**TASK**: Please return every line from the entries that has the string "water" in it.

Entries taken from a collection
####

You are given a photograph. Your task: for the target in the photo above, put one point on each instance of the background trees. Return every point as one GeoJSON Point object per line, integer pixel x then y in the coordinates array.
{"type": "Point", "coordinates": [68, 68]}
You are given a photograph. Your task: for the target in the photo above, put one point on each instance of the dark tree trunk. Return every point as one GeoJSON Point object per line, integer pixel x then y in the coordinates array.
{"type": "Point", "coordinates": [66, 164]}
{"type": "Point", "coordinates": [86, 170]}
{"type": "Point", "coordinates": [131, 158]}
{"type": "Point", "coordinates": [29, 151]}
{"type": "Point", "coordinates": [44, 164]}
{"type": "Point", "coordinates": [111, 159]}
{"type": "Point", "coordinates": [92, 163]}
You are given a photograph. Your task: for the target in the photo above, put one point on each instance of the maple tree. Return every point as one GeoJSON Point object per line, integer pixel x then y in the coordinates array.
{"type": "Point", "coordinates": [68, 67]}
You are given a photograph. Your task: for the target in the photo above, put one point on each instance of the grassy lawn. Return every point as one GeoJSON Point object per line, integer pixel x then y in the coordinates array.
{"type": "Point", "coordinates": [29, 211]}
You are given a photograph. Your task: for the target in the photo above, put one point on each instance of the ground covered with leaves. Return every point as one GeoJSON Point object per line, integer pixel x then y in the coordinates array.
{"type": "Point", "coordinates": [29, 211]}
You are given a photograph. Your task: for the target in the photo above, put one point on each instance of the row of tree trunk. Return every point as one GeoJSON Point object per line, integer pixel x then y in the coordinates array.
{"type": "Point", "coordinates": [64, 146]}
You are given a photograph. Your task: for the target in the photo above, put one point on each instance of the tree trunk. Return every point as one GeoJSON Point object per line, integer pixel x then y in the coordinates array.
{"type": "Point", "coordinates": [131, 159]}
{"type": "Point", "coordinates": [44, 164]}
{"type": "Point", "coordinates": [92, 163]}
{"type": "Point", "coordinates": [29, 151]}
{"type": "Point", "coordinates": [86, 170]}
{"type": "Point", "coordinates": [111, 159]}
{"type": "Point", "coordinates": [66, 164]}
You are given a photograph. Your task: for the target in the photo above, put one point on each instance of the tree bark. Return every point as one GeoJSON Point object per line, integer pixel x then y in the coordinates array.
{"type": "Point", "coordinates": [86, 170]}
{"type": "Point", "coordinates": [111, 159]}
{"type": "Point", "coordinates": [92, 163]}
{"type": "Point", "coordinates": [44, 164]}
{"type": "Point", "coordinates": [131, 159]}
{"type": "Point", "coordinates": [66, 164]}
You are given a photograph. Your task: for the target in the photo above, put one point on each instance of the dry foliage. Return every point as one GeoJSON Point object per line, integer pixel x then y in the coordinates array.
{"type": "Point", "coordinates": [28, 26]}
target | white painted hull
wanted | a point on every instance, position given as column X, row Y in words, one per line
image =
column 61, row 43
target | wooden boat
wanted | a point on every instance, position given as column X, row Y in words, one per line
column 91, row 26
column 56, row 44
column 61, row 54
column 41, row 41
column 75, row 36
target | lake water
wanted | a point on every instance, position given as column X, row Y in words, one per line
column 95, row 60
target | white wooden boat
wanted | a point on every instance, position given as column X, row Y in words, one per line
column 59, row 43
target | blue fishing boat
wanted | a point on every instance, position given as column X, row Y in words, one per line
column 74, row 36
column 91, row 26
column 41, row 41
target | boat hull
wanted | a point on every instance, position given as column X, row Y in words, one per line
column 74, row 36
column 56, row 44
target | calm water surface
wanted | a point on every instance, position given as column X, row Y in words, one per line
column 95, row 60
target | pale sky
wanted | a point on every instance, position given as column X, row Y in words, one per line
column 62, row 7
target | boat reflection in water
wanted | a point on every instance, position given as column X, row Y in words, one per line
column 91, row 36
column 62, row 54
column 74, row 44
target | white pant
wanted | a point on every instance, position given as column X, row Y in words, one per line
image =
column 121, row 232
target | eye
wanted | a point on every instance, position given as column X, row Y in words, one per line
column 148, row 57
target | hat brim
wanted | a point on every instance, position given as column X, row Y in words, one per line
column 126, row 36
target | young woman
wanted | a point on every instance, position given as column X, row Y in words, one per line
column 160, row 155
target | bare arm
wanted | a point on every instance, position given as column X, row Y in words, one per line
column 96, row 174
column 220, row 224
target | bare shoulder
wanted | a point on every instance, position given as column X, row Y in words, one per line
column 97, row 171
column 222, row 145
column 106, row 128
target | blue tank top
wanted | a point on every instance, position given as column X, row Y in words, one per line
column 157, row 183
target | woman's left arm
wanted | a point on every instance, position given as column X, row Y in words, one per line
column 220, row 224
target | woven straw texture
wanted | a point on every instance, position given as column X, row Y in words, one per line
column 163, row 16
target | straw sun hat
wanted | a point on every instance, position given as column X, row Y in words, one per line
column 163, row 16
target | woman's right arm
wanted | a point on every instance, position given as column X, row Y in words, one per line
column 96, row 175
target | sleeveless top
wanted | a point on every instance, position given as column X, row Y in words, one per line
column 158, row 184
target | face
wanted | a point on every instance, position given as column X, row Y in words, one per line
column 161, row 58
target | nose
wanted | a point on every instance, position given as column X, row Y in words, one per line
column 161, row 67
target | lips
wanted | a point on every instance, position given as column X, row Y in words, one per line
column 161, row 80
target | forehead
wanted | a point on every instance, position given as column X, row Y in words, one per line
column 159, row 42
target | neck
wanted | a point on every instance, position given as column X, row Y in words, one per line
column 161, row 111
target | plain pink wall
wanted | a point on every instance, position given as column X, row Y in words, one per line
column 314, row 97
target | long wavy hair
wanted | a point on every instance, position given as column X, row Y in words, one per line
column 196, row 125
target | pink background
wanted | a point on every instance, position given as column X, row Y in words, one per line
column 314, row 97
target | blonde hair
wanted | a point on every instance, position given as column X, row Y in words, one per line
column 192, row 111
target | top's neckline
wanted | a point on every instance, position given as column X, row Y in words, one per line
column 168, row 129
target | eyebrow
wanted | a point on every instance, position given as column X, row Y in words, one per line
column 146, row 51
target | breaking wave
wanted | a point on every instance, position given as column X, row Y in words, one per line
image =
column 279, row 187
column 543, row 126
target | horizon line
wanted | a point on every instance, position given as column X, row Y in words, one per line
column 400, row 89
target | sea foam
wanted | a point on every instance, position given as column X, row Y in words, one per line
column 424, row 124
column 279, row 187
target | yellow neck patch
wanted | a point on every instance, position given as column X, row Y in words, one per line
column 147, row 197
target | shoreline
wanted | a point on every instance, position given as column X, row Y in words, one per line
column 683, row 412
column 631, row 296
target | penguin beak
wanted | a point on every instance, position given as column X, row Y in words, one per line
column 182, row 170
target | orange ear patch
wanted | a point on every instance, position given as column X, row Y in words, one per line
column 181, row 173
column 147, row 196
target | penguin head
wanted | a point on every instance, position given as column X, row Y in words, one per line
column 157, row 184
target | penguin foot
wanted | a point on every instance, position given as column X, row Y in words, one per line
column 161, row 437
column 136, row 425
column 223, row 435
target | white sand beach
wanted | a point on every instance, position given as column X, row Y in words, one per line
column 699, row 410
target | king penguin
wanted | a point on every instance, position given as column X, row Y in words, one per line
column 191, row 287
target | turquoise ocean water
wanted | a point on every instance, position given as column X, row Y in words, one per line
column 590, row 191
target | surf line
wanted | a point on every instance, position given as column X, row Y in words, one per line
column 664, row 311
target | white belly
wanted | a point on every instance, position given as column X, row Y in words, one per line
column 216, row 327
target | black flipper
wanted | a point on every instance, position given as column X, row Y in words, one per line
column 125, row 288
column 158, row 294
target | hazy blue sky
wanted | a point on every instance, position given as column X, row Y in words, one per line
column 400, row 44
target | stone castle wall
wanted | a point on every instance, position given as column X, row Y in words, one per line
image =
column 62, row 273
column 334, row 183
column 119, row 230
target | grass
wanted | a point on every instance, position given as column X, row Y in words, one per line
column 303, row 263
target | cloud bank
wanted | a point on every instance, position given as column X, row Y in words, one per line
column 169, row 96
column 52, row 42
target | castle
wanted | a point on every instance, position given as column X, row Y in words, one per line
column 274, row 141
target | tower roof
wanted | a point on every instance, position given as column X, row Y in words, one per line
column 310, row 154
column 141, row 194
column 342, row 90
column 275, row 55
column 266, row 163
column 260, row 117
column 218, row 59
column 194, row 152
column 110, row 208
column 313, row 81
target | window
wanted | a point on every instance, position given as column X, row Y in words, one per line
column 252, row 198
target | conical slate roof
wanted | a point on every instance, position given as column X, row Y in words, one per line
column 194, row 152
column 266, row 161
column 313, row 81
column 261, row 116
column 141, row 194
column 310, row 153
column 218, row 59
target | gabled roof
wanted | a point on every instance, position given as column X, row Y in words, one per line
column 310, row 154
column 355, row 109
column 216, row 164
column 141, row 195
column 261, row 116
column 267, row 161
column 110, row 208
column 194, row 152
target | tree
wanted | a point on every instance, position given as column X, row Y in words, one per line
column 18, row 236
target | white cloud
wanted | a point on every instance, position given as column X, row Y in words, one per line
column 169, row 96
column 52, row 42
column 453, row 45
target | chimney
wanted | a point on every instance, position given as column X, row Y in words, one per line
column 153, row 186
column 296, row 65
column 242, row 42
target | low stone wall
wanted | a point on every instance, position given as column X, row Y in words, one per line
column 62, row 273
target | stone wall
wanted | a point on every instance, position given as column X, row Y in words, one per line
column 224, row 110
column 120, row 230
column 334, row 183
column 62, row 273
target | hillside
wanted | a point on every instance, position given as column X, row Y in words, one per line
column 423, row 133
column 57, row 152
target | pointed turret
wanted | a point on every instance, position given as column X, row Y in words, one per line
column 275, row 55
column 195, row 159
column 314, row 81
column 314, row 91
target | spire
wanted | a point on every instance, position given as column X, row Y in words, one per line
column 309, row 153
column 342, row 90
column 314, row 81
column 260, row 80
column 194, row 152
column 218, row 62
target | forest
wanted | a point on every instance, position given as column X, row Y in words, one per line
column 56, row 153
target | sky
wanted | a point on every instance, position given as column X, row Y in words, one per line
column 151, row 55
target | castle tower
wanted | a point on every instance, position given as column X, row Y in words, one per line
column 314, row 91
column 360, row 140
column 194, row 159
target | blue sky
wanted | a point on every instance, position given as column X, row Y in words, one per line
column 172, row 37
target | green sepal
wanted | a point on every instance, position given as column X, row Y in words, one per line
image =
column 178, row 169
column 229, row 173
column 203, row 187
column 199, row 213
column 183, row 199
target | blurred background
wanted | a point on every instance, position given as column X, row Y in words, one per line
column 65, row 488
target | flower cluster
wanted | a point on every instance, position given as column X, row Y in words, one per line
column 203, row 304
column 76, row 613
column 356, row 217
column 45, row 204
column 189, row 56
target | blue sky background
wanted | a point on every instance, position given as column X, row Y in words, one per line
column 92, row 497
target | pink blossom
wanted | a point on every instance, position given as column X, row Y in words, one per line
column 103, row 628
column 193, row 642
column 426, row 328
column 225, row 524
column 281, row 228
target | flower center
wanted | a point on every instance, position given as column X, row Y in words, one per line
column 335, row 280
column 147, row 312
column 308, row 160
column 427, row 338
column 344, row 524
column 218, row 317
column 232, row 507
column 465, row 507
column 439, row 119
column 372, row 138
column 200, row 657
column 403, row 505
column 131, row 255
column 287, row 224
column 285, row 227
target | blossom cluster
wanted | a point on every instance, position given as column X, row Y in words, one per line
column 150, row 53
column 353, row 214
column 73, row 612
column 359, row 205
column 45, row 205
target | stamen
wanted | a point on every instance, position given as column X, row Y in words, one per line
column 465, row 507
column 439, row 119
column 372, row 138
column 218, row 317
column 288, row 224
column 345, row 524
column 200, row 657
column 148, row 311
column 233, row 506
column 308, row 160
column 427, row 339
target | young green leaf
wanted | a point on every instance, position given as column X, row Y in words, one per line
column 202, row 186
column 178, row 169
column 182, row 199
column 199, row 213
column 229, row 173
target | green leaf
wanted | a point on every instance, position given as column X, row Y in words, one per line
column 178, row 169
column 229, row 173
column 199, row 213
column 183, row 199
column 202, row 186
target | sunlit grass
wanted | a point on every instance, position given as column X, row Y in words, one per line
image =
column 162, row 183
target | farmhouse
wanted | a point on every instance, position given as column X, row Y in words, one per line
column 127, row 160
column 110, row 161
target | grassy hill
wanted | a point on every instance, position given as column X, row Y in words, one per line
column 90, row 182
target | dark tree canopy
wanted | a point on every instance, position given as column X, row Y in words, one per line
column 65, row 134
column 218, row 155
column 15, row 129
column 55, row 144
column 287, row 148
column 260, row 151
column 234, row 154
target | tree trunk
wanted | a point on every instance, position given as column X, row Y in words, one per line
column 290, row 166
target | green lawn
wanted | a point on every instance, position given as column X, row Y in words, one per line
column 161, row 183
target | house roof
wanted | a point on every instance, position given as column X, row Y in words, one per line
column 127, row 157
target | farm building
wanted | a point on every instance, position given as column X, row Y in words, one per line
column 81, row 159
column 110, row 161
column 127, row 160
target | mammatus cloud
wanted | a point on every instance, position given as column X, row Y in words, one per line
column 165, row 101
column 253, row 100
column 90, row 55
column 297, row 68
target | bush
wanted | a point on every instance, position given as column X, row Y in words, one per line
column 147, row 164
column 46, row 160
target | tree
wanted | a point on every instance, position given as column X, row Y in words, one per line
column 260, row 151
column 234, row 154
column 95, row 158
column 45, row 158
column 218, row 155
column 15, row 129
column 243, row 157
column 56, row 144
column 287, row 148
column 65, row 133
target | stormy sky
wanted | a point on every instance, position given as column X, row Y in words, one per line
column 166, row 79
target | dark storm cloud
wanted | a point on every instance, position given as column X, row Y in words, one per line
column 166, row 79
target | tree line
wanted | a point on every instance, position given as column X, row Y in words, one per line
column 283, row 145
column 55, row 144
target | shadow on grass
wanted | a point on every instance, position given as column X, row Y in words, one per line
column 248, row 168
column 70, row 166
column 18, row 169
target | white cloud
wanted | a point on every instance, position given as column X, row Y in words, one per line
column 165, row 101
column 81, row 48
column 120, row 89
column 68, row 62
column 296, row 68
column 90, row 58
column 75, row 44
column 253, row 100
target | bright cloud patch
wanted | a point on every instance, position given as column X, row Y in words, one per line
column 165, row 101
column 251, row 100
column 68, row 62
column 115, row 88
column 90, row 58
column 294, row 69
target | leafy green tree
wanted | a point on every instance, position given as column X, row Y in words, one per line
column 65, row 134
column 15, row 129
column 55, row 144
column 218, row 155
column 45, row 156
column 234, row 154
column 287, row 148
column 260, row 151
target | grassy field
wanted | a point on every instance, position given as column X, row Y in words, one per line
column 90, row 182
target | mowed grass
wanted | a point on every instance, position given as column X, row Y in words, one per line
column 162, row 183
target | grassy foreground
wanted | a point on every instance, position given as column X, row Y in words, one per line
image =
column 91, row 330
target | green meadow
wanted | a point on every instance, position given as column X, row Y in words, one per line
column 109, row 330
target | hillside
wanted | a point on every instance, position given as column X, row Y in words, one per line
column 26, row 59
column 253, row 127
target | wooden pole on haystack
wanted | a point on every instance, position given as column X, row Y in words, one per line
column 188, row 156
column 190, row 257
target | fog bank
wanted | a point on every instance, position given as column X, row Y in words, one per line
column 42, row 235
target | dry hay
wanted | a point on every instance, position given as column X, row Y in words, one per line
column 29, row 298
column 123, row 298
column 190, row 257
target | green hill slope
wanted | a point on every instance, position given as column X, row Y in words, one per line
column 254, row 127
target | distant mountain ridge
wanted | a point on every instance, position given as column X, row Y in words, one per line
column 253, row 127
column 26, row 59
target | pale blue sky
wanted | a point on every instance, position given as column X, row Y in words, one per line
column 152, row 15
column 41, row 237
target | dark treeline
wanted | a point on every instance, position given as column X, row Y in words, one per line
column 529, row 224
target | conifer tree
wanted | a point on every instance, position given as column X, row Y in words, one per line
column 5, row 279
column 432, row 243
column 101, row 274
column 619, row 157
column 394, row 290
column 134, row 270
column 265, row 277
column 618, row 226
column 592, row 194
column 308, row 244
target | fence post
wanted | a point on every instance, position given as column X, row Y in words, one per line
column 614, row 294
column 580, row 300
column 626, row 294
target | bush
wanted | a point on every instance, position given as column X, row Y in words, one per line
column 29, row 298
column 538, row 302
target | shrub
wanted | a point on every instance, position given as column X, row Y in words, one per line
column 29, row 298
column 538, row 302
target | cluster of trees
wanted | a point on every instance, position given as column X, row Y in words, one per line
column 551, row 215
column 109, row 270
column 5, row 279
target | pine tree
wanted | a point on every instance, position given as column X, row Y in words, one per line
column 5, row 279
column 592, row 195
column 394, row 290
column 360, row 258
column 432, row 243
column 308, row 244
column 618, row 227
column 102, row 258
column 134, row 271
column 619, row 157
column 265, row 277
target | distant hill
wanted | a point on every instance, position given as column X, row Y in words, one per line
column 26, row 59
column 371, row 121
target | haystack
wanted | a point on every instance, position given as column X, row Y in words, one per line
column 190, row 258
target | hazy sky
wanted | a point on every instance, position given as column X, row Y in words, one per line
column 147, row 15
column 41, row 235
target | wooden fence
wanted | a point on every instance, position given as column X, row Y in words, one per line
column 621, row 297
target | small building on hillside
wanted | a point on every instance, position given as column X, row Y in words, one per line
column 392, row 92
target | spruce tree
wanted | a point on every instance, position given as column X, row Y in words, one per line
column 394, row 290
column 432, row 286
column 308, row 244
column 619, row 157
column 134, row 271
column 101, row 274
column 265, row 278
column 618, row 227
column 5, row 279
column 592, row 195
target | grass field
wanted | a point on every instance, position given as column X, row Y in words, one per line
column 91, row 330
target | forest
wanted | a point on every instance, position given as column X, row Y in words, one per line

####

**SOLUTION TO THIS PROBLEM**:
target | lake water
target | calm water surface
target | boat reflection in water
target | turquoise ocean water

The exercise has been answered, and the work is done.